- What the task requires
Give the records back in full, exactly as they read.

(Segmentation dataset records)
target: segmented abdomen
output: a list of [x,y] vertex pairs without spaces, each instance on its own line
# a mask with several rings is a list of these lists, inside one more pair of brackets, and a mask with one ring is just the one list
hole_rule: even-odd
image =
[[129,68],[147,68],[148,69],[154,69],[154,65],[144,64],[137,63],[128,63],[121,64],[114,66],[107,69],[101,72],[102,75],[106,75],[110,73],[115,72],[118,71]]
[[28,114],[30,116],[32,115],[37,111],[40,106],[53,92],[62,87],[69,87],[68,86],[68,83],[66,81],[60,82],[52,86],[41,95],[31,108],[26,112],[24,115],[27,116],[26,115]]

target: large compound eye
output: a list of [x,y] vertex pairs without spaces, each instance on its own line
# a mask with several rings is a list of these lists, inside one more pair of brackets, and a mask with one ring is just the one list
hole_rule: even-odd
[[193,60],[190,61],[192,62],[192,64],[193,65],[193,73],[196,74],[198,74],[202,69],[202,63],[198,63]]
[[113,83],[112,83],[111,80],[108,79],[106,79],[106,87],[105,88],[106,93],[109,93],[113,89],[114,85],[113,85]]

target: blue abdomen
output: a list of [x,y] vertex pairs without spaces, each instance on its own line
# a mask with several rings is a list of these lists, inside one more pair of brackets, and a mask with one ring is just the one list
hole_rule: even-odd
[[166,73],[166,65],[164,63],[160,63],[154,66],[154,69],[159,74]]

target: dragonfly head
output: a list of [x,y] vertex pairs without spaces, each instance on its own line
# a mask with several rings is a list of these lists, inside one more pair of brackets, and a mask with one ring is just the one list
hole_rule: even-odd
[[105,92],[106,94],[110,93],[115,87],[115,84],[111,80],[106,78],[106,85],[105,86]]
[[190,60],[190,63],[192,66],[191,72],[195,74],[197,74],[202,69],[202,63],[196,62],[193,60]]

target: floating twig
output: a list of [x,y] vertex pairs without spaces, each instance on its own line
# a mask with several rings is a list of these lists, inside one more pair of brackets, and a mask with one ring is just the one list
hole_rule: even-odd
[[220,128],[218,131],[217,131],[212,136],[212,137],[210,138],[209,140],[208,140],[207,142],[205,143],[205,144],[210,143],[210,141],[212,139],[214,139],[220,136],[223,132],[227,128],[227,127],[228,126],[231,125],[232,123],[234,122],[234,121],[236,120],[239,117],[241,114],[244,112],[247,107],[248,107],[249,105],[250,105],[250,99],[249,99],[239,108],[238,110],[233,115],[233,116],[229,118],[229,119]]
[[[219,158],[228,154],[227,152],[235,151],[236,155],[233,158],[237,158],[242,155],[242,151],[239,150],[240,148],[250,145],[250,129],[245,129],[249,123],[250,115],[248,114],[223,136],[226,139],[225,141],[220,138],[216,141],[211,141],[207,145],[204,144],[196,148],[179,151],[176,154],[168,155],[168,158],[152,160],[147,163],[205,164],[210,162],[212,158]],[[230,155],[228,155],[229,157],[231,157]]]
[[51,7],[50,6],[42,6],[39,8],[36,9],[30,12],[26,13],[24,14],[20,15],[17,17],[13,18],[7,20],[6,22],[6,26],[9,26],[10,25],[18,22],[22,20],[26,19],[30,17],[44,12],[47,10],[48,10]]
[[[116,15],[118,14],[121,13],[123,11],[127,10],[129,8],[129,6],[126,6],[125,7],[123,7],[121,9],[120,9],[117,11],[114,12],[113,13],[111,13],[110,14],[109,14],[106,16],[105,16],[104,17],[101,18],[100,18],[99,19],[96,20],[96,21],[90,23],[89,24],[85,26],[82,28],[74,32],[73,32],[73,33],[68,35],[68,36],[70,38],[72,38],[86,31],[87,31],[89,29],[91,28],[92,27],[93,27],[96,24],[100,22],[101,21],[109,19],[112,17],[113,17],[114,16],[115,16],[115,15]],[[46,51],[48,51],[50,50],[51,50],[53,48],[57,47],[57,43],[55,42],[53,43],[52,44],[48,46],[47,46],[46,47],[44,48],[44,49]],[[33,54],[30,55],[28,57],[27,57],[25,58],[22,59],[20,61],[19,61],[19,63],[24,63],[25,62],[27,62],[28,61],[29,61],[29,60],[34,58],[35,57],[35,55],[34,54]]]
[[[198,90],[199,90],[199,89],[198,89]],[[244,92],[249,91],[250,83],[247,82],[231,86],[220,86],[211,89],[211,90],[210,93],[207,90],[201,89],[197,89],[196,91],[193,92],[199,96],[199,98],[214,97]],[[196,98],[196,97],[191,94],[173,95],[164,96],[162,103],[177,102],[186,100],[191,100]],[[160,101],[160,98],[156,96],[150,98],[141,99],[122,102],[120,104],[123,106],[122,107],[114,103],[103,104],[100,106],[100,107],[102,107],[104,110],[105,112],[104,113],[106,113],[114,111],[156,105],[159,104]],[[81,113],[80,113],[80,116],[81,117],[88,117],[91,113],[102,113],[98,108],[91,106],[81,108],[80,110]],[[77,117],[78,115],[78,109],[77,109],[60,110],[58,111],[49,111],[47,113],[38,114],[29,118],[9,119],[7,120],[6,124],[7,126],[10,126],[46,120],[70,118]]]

- Answer to the problem
target: segmented abdomen
output: a list of [x,y] vertex pairs without spaces, each instance on its own line
# a mask with several rings is a list of these lists, inside one more pair of brackets, and a mask with one ring is just the one list
hole_rule: even-odd
image =
[[129,68],[147,68],[148,69],[154,69],[154,65],[144,64],[137,63],[128,63],[121,64],[114,66],[107,69],[101,72],[102,75],[106,75],[110,73],[115,72],[118,71]]
[[28,114],[30,116],[32,115],[37,111],[40,106],[53,92],[62,87],[69,87],[68,86],[68,83],[66,81],[60,82],[52,86],[41,95],[31,108],[26,112],[24,115],[27,116],[26,115]]

target: large compound eye
output: a list of [x,y] vertex pairs without spaces, each instance on its own line
# a mask with several rings is a list of these lists, inside one more pair of brackets, and a mask with one ring is just the one list
hole_rule: even-odd
[[193,60],[190,61],[192,62],[192,64],[193,65],[193,73],[196,74],[198,74],[202,69],[202,63],[198,63]]
[[113,83],[112,83],[111,80],[108,79],[106,79],[106,87],[105,88],[106,93],[109,93],[113,89],[114,85],[113,85]]

target: blue abdomen
output: a list of [x,y] vertex pairs without spaces, each instance on its own line
# a mask with several rings is a list of these lists, inside one more pair of brackets, and a mask with one ring is just the one list
hole_rule: even-odd
[[166,73],[166,65],[164,63],[160,63],[154,66],[154,69],[159,74]]

target: dragonfly head
output: a list of [x,y] vertex pairs without spaces, each instance on its own line
# a mask with several rings is a list of these lists, inside one more pair of brackets, and a mask with one ring is just the one list
hole_rule: even-odd
[[105,92],[106,94],[110,93],[115,87],[115,84],[111,80],[106,78],[106,85],[105,86]]
[[190,60],[190,63],[192,66],[191,72],[195,74],[197,74],[202,69],[202,63],[196,62],[193,60]]

target: floating twig
output: a list of [x,y] vertex pairs without spaces, each instance on its own line
# a mask with several rings is a list of these lists, inside one more pair of brackets, and a mask with one ring is just the one list
hole_rule: even-odd
[[220,128],[218,131],[217,131],[212,136],[212,137],[210,138],[209,140],[208,140],[207,142],[205,143],[205,144],[210,143],[210,141],[212,139],[214,139],[220,136],[223,132],[227,128],[227,127],[228,126],[231,125],[232,123],[234,122],[234,121],[236,120],[239,117],[241,114],[244,112],[247,107],[248,107],[249,105],[250,105],[250,99],[249,99],[239,108],[238,110],[233,115],[233,116],[229,118],[229,119]]
[[[219,158],[228,154],[227,152],[235,151],[236,155],[233,158],[237,158],[242,155],[242,151],[239,150],[240,148],[250,145],[250,129],[245,129],[249,123],[250,115],[248,114],[223,136],[226,139],[225,141],[220,138],[216,141],[211,141],[207,145],[204,144],[196,148],[179,151],[176,154],[168,155],[168,158],[152,160],[147,163],[205,164],[210,162],[212,158]],[[230,155],[228,155],[229,157],[231,157]]]
[[51,7],[50,6],[42,6],[39,8],[36,9],[30,12],[26,13],[24,14],[20,15],[17,17],[13,18],[7,20],[6,22],[6,26],[9,26],[10,25],[18,22],[22,20],[26,19],[30,17],[44,12],[47,10],[48,10]]
[[[116,15],[118,14],[121,13],[123,11],[127,10],[129,8],[129,6],[126,6],[125,7],[123,7],[121,9],[120,9],[117,11],[114,12],[113,13],[111,13],[110,14],[109,14],[106,16],[105,16],[104,17],[101,18],[100,18],[99,19],[96,20],[96,21],[90,23],[89,24],[85,26],[82,28],[74,32],[73,32],[73,33],[68,35],[68,36],[70,38],[72,38],[86,31],[87,31],[89,29],[91,28],[92,27],[93,27],[96,24],[100,22],[101,21],[109,19],[112,17],[113,17],[114,16],[115,16],[115,15]],[[46,51],[48,51],[50,50],[51,50],[53,48],[57,47],[57,43],[55,42],[53,43],[52,44],[48,46],[47,46],[46,47],[44,48],[44,49]],[[33,54],[30,55],[28,57],[27,57],[25,58],[22,59],[20,61],[19,61],[19,63],[24,63],[25,62],[27,62],[28,61],[29,61],[29,60],[34,58],[35,57],[35,55],[34,54]]]
[[[198,90],[199,90],[199,89],[198,89]],[[244,92],[249,91],[250,83],[247,82],[231,86],[220,86],[211,89],[211,90],[210,93],[207,90],[201,89],[197,89],[196,91],[193,92],[199,96],[199,98],[214,97]],[[196,98],[196,97],[191,94],[173,95],[164,96],[162,103],[177,102],[186,100],[191,100]],[[160,101],[160,98],[156,96],[150,98],[141,99],[122,102],[120,104],[123,106],[122,107],[114,103],[103,104],[100,106],[100,107],[102,107],[104,110],[105,112],[104,113],[106,113],[114,111],[156,105],[159,104]],[[81,113],[80,113],[80,116],[81,117],[88,117],[91,113],[102,113],[98,108],[91,106],[81,108],[80,110]],[[77,117],[78,115],[78,109],[77,109],[60,110],[58,111],[49,111],[47,113],[38,114],[29,118],[9,119],[7,120],[6,124],[7,126],[10,126],[46,120],[70,118]]]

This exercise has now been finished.